## Activity
Repeat the listing below in full, exactly as it stands.

## Exercise material
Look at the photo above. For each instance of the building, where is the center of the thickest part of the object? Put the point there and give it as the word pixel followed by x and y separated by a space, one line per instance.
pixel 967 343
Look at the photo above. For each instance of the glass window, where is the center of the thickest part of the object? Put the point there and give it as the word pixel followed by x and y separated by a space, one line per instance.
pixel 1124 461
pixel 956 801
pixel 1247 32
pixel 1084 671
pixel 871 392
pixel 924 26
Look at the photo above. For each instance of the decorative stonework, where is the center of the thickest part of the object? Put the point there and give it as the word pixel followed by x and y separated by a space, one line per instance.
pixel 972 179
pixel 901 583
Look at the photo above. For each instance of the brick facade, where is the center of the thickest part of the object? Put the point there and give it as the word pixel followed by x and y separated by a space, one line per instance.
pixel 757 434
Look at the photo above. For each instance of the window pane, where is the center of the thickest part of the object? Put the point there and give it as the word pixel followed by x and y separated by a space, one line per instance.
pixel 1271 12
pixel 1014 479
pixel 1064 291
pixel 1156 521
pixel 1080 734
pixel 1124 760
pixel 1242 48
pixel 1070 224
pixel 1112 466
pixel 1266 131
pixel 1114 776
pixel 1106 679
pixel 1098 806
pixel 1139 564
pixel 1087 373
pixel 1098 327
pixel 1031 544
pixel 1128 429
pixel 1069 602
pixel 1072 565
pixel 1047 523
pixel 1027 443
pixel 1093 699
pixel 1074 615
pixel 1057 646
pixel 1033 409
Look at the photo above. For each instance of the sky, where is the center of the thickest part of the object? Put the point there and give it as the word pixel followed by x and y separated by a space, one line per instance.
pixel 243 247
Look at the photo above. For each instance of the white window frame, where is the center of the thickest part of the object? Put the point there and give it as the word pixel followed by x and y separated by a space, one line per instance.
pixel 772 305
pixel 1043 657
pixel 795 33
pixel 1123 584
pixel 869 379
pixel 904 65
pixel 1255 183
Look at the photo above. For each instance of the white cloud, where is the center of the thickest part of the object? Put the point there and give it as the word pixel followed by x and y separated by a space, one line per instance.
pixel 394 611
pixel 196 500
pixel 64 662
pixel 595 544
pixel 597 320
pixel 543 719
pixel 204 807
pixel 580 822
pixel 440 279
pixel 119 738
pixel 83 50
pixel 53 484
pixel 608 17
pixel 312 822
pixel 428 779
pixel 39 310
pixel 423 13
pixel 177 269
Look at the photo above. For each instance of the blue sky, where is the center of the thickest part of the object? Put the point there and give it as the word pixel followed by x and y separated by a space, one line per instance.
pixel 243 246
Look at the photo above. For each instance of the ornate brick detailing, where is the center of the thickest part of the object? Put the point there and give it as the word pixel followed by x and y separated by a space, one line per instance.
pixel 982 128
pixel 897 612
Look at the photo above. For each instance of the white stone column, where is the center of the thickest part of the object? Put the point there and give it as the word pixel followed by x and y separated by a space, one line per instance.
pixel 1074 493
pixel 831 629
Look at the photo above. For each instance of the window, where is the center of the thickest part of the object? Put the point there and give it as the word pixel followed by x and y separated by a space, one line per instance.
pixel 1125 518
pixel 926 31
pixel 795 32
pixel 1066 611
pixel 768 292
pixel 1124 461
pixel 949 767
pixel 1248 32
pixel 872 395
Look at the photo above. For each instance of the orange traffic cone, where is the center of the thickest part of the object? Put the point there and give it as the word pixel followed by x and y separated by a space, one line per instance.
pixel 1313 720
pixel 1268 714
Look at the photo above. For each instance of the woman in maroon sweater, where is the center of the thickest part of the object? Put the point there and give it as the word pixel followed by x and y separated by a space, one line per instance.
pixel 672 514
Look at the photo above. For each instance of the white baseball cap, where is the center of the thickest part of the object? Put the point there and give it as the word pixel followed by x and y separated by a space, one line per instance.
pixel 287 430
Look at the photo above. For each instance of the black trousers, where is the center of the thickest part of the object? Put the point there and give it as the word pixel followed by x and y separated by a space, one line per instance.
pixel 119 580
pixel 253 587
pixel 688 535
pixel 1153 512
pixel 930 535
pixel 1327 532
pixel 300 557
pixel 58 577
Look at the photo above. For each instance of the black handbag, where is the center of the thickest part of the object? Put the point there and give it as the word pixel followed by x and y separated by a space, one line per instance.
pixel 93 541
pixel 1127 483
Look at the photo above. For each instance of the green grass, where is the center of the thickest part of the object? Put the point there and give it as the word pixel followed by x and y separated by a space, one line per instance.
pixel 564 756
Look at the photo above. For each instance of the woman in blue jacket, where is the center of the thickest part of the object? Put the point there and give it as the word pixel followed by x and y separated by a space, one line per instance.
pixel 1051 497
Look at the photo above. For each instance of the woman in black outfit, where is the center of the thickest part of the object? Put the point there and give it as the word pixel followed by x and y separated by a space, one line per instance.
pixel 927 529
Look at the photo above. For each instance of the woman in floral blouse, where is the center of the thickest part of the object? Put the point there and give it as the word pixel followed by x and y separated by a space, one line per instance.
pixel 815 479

## Solution to this problem
Look at the photo above. For each instance of the building, where is the center of the thickest part of the object? Put the point there and give it as the word pixel followed by x and y separated by a space, one line per instance.
pixel 967 343
Look at the photo above. For each instance of the glass window, where is the center of the thickest part of the object? Put the point there and give it as the word pixel followed by x and y separated by a space, one line per instance.
pixel 1124 461
pixel 956 801
pixel 1247 32
pixel 1084 671
pixel 871 392
pixel 924 26
Look at the photo above. For each instance of the decorative stonework, where is the center of the thickest part of the object? Put the point there and give it as the word pixel followed by x and y separated by a space, one line per instance.
pixel 972 179
pixel 901 583
Look at the photo above. For each instance of the brick facade, where is the center of the thickest part of the object? Put the point there and give it as the word pixel followed by x and y separated by a space, one line per instance.
pixel 757 434
Look at the photo above. For each instance of the window pane, where is the center of the thickest part of the object? Put the point there and give it as the word pixel followed by x and y separated by a space, one line per instance.
pixel 1271 12
pixel 1014 479
pixel 1064 291
pixel 1156 521
pixel 1080 734
pixel 1124 760
pixel 1242 48
pixel 1070 224
pixel 1112 466
pixel 1266 131
pixel 1114 776
pixel 1106 679
pixel 1098 806
pixel 1139 564
pixel 1087 373
pixel 1098 327
pixel 1031 544
pixel 1128 429
pixel 1069 602
pixel 1072 565
pixel 1047 523
pixel 1027 443
pixel 1093 699
pixel 1074 615
pixel 1057 646
pixel 1033 409
Look at the photo above. For each instance of the sky, where is the center of the thickest part of the object? Put the point there and give it as the word pixel followed by x and y separated by a space, one line per instance.
pixel 243 247
Look at the photo above. For each instance of the white window frame, where is the center of the thickest part of the object? Put the point there and give it as the word pixel followed by x and y separated by a space, one line per instance.
pixel 772 305
pixel 1043 657
pixel 795 33
pixel 1123 584
pixel 869 379
pixel 904 65
pixel 1255 183
Look at the photo above. For each instance of the white cloud, where is the center of the thickest part of the object? Put the point there and give it as the word pixel followed by x and y separated by a space, one line per instance.
pixel 394 611
pixel 196 500
pixel 64 662
pixel 595 544
pixel 597 320
pixel 543 719
pixel 204 807
pixel 580 822
pixel 440 279
pixel 119 738
pixel 83 50
pixel 53 484
pixel 608 17
pixel 312 822
pixel 428 779
pixel 39 310
pixel 423 13
pixel 177 269
Look at the photo above. For each instance of the blue sky, where is the center of the thickest part of the object? Put the point there and give it as the word pixel followed by x and y separated by a space, one line per instance.
pixel 243 246
Look at the photo above. For each instance of the ornate brick detailing, where is the center of the thickest part of the object? Put the point there and give it as the word pixel followed by x and y separated by a space, one line per instance.
pixel 982 128
pixel 897 612
Look at the photo above. For each instance of the white stone column, where is the center of the thickest part of the object? Put the point there and give it as the word pixel followed by x and y separated by a space, one line per instance.
pixel 1074 493
pixel 831 629
Look at the photo above. For each instance of the window, where is the center of the thickest part of the object? Put the point there and give it as the word pixel followed by x and y separated by a space, one line per instance.
pixel 1125 518
pixel 926 31
pixel 795 32
pixel 1066 611
pixel 768 292
pixel 1124 461
pixel 949 767
pixel 1248 32
pixel 872 395
Look at the photo above. For each instance of the orange traffic cone, where is the center of the thickest part of the object? Put the point there and give it as the word pixel followed by x and y separated by a space, one line per instance.
pixel 1313 720
pixel 1268 714
Look at the photo above. For each instance of the woman in maroon sweater, where is the center of the thickest part of the object? Put the point there and give it as the word pixel followed by x and y separated by a space, one line per instance.
pixel 672 514
Look at the photo above. For each instance of the white baseball cap, where is the center of the thickest part of the object? Put the point there and give it as the word pixel followed by x and y separated by a space, one line per instance.
pixel 287 430
Look at the photo above. For each instance of the black trousers, where is the center of the thickest part of the object? Put the point there and give it as the word pixel followed by x and y separated by a space, one line per instance.
pixel 119 580
pixel 253 587
pixel 688 535
pixel 1153 512
pixel 930 535
pixel 1327 532
pixel 300 557
pixel 58 577
Look at the photo above. For each instance of the black handbag, where is the center of the thickest part of the object? Put the point there and give it as the word pixel followed by x and y separated by a space, one line per instance.
pixel 93 541
pixel 1127 483
Look at the photo above. For each instance of the green grass, where is the center of the thickest part of the object? Put the point there and give it as the word pixel followed by x and y separated by a space, one line per instance.
pixel 564 756
Look at the photo above. For each instance of the woman in blue jacket, where is the center of the thickest part of the object? Put the point there and give it as the word pixel followed by x and y separated by a space, one line per instance.
pixel 1051 497
Look at the photo above. For each instance of the woman in black outfit, where is the center of the thickest part of the object? Put the point there and give it as the word pixel followed by x and y separated by a space, one line per instance.
pixel 927 529
Look at the photo above. For each instance of the woman in floral blouse, where is the center of the thickest part of the object? Put the point there and give it as the word pixel followed by x and y separated by a space, one line per instance.
pixel 815 479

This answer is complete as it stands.